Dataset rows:
▬▬▬▬▬▬▬▬▬▬

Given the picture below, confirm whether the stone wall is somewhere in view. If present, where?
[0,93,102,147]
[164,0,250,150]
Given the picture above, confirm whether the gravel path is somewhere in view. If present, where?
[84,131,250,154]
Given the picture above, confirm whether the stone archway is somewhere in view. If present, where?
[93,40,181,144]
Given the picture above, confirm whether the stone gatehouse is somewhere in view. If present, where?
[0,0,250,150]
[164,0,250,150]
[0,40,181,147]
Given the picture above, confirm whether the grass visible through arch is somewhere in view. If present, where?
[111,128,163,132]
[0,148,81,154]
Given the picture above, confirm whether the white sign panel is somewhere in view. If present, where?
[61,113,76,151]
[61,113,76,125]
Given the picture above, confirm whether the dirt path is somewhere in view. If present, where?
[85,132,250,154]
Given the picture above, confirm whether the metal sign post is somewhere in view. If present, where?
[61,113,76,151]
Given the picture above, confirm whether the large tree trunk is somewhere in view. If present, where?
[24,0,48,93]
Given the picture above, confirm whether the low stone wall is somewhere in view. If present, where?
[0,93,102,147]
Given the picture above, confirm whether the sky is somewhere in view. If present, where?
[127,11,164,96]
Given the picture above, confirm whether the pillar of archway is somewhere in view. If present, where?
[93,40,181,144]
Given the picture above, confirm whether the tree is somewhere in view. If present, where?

▬▬▬▬▬▬▬▬▬▬

TASK TO COMPLETE: Rewrite all of the records above, replacing "confirm whether" with "check whether" wherever it occurs and leaving everything else unchanged.

EXPECTED OUTPUT:
Given the picture below, check whether the stone wall is somewhere in view. If present, where?
[0,93,102,147]
[164,0,250,150]
Given the picture above, check whether the gravel path is somewhere in view. If present, where?
[84,131,250,154]
Given the picture above, check whether the stone archway is somewhere in view. If present, where?
[93,40,181,144]
Given the picture above, check whether the stone gatehouse is somewhere in view. If present, where?
[0,0,250,150]
[164,0,250,150]
[0,40,181,147]
Given the picture above, check whether the grass visible through arch is somewhere in view. If present, where?
[111,128,163,132]
[0,148,81,154]
Given the picture above, check whether the white sign panel is somewhere in view. If present, where?
[61,113,76,151]
[61,113,76,125]
Given the picture above, check whether the dirt path is somewhere in view. If present, where?
[85,132,250,154]
Given the picture above, check whether the metal sign post is somewhere in view. If present, where?
[61,113,76,151]
Given the picture above, check whether the large tree trunk is somewhere in view. If present, where?
[24,0,48,93]
Given the picture above, check whether the low stone wall is somewhere in view. If present, where?
[0,93,102,147]
Given the picture above, check whether the sky is somewhere in view. If present, where?
[127,11,164,96]
Given the picture above, check whether the pillar of archway is somewhere in view. If present, where?
[93,40,181,144]
Given the picture above, check whether the tree is somewhere in view. If present, where?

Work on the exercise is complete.